What is asked :: Please report every line of the rows below that contains the string "cuff", copying each such line in full. Matches are case-sensitive.

━━━ Supplied records ━━━

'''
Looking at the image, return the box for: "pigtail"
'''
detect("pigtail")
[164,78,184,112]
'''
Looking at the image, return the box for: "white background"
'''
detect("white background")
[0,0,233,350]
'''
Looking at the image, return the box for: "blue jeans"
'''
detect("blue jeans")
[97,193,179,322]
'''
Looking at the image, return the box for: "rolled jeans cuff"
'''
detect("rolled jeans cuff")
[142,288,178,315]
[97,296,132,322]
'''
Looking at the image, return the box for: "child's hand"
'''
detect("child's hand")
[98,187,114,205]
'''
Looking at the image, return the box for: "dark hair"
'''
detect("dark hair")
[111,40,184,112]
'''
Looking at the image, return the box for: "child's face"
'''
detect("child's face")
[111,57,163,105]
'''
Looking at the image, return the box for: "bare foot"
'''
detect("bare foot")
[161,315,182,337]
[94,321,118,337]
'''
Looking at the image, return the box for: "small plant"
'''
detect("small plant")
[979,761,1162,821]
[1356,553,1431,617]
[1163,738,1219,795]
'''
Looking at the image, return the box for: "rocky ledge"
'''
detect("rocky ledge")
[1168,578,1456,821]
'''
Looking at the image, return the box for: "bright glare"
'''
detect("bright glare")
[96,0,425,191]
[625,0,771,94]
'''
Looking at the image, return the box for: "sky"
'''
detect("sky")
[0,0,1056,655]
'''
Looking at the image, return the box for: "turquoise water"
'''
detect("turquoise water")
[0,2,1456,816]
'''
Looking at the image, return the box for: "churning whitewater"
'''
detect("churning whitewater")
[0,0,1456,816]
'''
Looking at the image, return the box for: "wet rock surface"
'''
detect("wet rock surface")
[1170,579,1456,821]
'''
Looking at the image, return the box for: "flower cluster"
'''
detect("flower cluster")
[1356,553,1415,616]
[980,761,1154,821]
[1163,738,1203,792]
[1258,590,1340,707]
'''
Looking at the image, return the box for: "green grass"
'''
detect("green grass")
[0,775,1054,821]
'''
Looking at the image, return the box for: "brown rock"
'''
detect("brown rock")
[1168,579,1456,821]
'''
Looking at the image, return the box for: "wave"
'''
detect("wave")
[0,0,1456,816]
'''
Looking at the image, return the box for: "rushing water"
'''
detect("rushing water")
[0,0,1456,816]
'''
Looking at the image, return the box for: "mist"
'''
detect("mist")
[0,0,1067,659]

━━━

Task result ::
Looking at the image, return the box for: "rolled jeans cuff"
detect("rolled jeans cuff")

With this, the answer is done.